Stored data:
----------

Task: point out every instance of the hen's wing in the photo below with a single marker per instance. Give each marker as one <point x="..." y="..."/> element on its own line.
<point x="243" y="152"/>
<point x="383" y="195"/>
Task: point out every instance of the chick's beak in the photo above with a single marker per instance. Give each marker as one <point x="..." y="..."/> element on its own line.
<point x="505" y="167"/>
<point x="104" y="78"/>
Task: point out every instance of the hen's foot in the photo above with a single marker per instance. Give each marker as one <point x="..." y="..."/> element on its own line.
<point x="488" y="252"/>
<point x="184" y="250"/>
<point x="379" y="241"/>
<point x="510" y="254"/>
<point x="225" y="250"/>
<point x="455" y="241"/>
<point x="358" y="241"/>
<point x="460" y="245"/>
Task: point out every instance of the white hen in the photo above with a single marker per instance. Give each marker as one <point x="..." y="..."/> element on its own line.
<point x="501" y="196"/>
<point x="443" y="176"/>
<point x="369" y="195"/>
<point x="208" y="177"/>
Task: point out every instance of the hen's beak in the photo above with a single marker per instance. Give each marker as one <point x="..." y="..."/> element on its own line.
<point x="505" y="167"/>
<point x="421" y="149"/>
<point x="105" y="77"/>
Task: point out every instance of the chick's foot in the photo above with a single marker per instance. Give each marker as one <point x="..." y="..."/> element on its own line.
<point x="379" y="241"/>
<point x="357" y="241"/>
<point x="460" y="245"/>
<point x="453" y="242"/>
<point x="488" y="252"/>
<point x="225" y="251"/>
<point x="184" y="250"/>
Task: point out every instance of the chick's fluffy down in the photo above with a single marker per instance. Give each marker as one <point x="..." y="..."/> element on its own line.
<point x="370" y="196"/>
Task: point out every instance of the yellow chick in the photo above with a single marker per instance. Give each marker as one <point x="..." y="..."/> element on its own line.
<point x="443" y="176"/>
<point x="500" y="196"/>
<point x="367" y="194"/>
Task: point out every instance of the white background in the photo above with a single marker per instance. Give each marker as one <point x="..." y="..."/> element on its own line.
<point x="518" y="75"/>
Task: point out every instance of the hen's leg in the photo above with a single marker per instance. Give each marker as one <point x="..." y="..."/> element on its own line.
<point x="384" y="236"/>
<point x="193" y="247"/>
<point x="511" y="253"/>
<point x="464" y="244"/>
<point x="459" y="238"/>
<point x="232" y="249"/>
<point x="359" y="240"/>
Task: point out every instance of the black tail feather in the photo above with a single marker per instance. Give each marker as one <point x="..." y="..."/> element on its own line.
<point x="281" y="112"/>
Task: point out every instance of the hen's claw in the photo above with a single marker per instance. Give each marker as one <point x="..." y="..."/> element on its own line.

----------

## Directions:
Could you retype exactly the lines above from the one containing "Task: point out every instance of the hen's leg" through the last line of the records, both included, and nothing else?

## Solution for this task:
Task: point out every instance of the hen's leg in the photo above with a single marker per instance. Give each marker as one <point x="..." y="..."/> element on its own line.
<point x="384" y="236"/>
<point x="193" y="247"/>
<point x="511" y="253"/>
<point x="464" y="244"/>
<point x="459" y="238"/>
<point x="232" y="249"/>
<point x="359" y="240"/>
Task: point out every instance of the black tail feather in the photo above with a single marker per instance. Give each marker as one <point x="..." y="..."/> element on its own line.
<point x="281" y="112"/>
Task: point out every instance of the hen's claw in the photo above with a single marker per instance. Give each marker as one <point x="..." y="..."/> element on its own line.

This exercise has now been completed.